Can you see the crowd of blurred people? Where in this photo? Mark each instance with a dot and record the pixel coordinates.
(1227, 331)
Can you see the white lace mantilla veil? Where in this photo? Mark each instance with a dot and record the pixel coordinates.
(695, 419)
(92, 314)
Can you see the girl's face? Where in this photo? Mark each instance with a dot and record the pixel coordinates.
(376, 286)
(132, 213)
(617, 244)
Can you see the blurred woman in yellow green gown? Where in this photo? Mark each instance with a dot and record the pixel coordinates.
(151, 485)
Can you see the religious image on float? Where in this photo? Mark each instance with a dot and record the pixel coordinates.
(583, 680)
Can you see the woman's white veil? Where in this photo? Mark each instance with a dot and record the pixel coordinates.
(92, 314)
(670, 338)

________________________________________

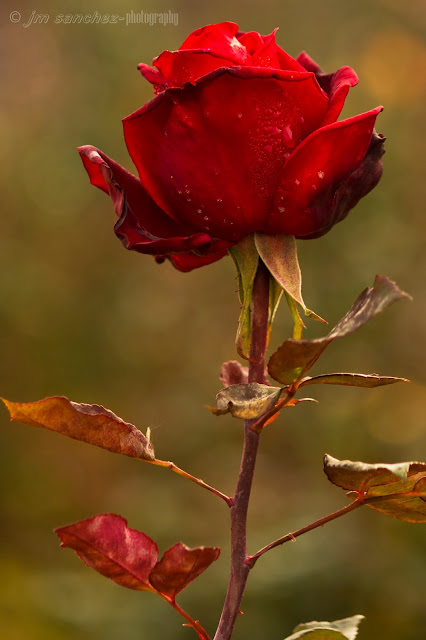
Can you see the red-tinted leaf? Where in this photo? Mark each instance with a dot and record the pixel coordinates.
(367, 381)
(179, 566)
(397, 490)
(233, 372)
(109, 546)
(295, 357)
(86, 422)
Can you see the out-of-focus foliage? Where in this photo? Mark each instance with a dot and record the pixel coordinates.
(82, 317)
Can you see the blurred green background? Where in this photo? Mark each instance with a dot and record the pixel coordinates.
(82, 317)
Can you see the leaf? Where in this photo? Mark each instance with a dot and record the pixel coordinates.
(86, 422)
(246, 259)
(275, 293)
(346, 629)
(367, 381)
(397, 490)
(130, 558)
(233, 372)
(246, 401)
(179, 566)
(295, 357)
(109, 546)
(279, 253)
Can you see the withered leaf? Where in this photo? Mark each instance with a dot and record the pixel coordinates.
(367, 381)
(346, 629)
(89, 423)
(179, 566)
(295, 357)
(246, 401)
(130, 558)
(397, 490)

________________________________________

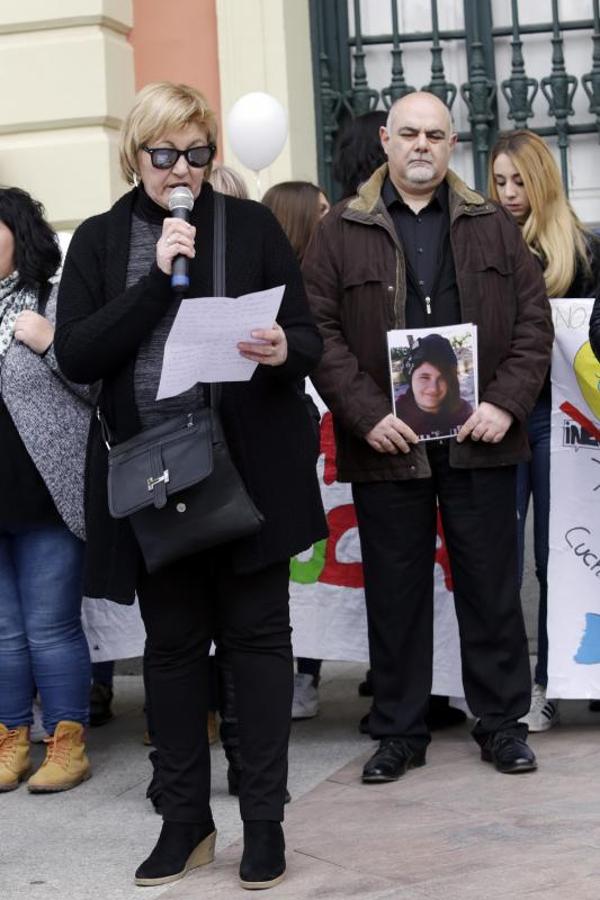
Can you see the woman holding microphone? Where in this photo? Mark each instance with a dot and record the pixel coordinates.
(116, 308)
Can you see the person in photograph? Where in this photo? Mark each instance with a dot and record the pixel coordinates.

________________________________________

**EXERCISE DIRECTIONS:** Please gather every line of the records above that contains the word "veil". Case counts, so copy only the lines where it appears with that same capitalization.

**EXERCISE RESULT:**
Can you see the white lace mantilla veil? Where in this photo? Mark each instance with a dot and record the pixel coordinates.
Can you see the woman's white veil? Where in this photo? Mark each instance with a dot and record the pixel coordinates.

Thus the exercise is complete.